BRIEF =>
Can you copy the caption below from "Figure 4. SPT" up to and including "See Video S2.", switching "thicker lines" to "bolder lines"?
SOURCE PASSAGE section start
Figure 4. SPT of 8-colors (525, 565, 585, 605, 625, 655, 705, 800 nm) of QD-EGF on live A431 cells.

(A) 3D (x,y,t) representation of trajectories. Trajectories are represented by colored lines. Selected interacting trajectories are highlighted by thicker lines. Interactions are grouped by boxes in the xy-plane (identified numerically). (B) Red-green-blue (RGB) representation of raw data for the last time frame with overlaid trajectories and boxes corresponding to (A). Pairwise interaction distances for the selected pairs of QDs are shown in (C), (D), (E), and (F). Note the text identifying how the pairwise interaction distances correspond to the boxes in which the QDs are observed in (A) and (B). See Video S2.

Figure 5. SPT of 5-colors (565, 585, 605, 625, 655) of QD-IgE on live RBL cells.
SOURCE PASSAGE section end
DATA FOR ANALYSIS section start
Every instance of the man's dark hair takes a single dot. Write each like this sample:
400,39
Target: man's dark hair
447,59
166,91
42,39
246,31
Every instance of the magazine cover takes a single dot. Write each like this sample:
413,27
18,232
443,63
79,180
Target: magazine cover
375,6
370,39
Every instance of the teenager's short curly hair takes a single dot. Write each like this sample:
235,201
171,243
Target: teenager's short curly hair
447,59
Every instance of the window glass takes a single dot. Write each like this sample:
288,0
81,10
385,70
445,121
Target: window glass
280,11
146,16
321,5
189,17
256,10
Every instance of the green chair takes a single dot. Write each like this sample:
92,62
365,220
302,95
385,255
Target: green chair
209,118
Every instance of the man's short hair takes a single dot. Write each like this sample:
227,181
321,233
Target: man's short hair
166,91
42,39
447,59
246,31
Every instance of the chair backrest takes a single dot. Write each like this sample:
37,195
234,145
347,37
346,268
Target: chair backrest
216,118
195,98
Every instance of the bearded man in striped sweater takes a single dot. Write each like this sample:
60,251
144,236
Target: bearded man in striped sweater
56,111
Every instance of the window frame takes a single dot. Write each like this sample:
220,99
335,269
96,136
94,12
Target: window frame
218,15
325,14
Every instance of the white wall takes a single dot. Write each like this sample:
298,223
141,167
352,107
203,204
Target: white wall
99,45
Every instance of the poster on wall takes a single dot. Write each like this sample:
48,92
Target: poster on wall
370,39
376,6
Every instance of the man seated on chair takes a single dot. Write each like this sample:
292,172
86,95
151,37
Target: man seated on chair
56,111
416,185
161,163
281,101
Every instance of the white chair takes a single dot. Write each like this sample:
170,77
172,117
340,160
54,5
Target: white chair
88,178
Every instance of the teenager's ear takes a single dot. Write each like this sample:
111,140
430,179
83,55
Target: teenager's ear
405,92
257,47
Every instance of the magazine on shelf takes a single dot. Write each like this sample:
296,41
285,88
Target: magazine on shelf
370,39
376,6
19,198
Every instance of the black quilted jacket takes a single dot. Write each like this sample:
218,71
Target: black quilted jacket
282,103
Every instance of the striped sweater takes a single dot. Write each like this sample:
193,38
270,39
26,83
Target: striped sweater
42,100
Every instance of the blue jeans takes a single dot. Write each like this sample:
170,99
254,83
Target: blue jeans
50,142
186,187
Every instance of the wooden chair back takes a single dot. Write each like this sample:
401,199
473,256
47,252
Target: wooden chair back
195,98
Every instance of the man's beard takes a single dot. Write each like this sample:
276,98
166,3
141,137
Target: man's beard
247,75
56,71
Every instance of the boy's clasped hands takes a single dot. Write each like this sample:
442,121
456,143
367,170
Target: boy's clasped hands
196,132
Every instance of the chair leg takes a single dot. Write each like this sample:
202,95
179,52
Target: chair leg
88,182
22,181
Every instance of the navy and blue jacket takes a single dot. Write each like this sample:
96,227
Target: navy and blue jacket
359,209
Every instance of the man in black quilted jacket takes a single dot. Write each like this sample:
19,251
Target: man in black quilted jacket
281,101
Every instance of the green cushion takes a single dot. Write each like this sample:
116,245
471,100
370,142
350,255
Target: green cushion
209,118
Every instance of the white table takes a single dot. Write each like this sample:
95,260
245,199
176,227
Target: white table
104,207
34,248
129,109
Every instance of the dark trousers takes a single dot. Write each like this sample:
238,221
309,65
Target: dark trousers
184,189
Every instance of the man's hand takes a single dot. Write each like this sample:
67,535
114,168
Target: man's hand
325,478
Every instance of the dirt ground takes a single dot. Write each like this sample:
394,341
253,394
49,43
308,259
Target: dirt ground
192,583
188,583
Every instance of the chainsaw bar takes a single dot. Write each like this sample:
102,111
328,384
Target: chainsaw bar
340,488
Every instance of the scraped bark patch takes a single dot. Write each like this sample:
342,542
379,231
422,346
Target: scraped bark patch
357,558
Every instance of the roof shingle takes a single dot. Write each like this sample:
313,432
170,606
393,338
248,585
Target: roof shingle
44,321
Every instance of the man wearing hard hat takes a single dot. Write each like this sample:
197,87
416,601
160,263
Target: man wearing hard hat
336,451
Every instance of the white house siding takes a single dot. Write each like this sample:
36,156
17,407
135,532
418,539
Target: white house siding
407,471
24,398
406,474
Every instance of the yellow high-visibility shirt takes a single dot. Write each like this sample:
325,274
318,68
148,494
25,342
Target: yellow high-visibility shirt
DATA FOR ANALYSIS section end
SOLVED EXERCISE =>
Figure 4. SPT of 8-colors (525, 565, 585, 605, 625, 655, 705, 800 nm) of QD-EGF on live A431 cells.

(A) 3D (x,y,t) representation of trajectories. Trajectories are represented by colored lines. Selected interacting trajectories are highlighted by bolder lines. Interactions are grouped by boxes in the xy-plane (identified numerically). (B) Red-green-blue (RGB) representation of raw data for the last time frame with overlaid trajectories and boxes corresponding to (A). Pairwise interaction distances for the selected pairs of QDs are shown in (C), (D), (E), and (F). Note the text identifying how the pairwise interaction distances correspond to the boxes in which the QDs are observed in (A) and (B). See Video S2.